* 페이지 발췌:
::::

[논문리뷰] In defense of the triplet loss for person re identification - penny4860/study-note GitHub Wiki

정리

contribution
1. Classical Triplet loss의 variation을 소개
2. 기존 cnn 구조에 triplet loss를 사용한 end-to-end 모델을 제안

Learning Metric Embeddings
- Semantically similar sample(이미지)이 embedding space에서 가까운 distance를 갖도록 학습한다.
Triplet Loss
- loss_triplet = D(a, p) - D(a, n) + margin
- 같은 class의 data sample이 임베딩 space에서 하나의 cluster를 형성
the Importance of Mining
- Dataset의 크기가 커질수록 possible triplet(anchor, positive, negative)의 숫자가 많아진다.
- 따라서 batch sample의 구성을 잘 정의해야함.
논문에서 사용한 batch sampling 전략
1. P class를 random으로 선택
2. 각 class 별로 K개의 image를 선택
3. P * K anchor sample 에 대해서 hardest positive / hardest negative로 triplet을 구성
  - hardest positive : anchor와 같은 클래스중 가장 거리가 먼것.

::::

* 데이터 목록:
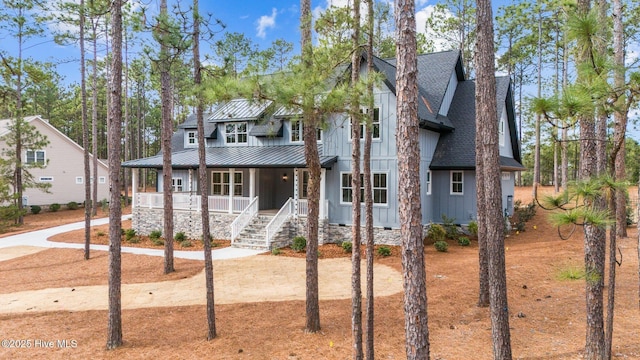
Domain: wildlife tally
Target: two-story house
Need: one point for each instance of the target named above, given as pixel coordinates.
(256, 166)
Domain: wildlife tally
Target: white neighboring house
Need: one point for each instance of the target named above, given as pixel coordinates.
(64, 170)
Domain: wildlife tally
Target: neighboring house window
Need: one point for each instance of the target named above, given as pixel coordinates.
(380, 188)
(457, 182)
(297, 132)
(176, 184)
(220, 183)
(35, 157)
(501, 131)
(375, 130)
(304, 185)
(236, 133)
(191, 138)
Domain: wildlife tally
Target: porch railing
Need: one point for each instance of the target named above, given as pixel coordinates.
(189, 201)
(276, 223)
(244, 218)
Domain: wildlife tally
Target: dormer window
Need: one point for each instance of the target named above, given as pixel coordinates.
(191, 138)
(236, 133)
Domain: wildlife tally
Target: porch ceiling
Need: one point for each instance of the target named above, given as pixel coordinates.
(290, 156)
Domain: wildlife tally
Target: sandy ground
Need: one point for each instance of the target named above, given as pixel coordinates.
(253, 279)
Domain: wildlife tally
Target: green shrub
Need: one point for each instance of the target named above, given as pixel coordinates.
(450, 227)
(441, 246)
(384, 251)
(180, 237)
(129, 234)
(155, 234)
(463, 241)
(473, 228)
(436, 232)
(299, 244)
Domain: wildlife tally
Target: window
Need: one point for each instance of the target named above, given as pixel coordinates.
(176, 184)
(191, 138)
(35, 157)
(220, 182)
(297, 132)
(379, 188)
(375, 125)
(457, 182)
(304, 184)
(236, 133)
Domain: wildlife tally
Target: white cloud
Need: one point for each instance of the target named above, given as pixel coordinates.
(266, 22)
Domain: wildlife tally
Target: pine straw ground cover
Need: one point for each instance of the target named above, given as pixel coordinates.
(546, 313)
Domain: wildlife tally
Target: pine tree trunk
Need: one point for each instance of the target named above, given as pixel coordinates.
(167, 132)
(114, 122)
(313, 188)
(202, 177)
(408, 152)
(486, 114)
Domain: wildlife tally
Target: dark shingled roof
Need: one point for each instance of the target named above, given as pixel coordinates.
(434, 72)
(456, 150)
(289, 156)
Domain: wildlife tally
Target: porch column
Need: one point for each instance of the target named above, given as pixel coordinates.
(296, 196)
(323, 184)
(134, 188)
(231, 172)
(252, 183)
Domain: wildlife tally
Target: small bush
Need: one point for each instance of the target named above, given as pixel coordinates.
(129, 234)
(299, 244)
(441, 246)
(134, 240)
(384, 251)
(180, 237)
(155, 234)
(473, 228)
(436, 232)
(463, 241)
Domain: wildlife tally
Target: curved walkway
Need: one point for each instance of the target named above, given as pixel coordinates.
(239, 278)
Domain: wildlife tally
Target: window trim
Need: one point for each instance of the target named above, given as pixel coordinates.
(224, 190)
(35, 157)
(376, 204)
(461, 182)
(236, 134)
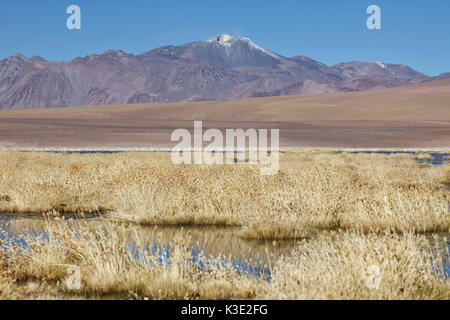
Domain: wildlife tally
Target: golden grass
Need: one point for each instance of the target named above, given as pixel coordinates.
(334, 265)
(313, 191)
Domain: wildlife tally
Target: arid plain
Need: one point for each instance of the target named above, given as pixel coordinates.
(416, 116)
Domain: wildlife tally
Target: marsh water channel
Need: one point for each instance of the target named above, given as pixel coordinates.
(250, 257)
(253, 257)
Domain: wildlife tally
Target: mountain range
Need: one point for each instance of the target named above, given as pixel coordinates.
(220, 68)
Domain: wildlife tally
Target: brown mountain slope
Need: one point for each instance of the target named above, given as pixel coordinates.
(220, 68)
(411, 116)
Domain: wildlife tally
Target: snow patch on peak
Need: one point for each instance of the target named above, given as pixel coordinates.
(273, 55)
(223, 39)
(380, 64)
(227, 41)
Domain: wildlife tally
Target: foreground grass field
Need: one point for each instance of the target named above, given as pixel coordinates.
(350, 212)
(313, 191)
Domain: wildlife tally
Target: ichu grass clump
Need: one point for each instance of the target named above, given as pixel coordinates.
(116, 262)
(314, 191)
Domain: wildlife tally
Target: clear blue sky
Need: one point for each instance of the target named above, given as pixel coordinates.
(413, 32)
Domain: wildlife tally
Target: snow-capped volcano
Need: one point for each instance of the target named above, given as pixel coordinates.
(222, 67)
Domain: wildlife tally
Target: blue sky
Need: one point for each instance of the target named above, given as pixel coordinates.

::::

* 제시된 문제:
트리플릿 손실 논문 리뷰 노트 전체를 한 글자도 바꾸지 말고 다시 출력하라. 이 목록은 다른 출처에서 가져왔다.

* 문제 풀이:
[논문리뷰] In defense of the triplet loss for person re identification - penny4860/study-note GitHub Wiki

정리

contribution
1. Classical Triplet loss의 variation을 소개
2. 기존 cnn 구조에 triplet loss를 사용한 end-to-end 모델을 제안

Learning Metric Embeddings
- Semantically similar sample(이미지)이 embedding space에서 가까운 distance를 갖도록 학습한다.
Triplet Loss
- loss_triplet = D(a, p) - D(a, n) + margin
- 같은 class의 data sample이 임베딩 space에서 하나의 cluster를 형성
the Importance of Mining
- Dataset의 크기가 커질수록 possible triplet(anchor, positive, negative)의 숫자가 많아진다.
- 따라서 batch sample의 구성을 잘 정의해야함.
논문에서 사용한 batch sampling 전략
1. P class를 random으로 선택
2. 각 class 별로 K개의 image를 선택
3. P * K anchor sample 에 대해서 hardest positive / hardest negative로 triplet을 구성
  - hardest positive : anchor와 같은 클래스중 가장 거리가 먼것.